STATED EXERCISE.
Return all the data below as it stands, minus the pictures.

# Start of DATASET EXTRACT

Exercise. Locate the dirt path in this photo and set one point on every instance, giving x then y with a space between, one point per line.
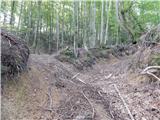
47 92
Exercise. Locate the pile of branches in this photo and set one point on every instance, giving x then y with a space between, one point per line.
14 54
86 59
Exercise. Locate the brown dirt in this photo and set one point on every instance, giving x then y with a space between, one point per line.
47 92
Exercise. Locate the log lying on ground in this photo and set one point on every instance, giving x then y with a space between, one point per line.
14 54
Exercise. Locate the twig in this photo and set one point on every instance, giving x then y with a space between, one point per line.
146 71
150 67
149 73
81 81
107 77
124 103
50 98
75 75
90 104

# End of DATASET EXTRACT

RESULT OF THE EXERCISE.
Exercise. Locate the dirt path in this photo and set one point on every instance, giving x then y with a space between, one point per line.
47 92
Exercise. Locate the pile of branches in this photo and set one point on every instance, giving x then y with a space between, one point per line.
14 54
86 59
Exercise. Locate the brown dirt in this photo and set one point on every instance, giving x then y with a space between, one point per line.
47 92
Exercise. Locate the log lying on ground in this photo and set one point on every instance, giving x then y with a space between, one point per line.
14 54
Exercise. Locate the twig in this photo and set one point on every instance, giving x then y with a space between, one point per line.
146 71
150 67
149 73
81 81
107 77
124 103
50 98
75 75
90 104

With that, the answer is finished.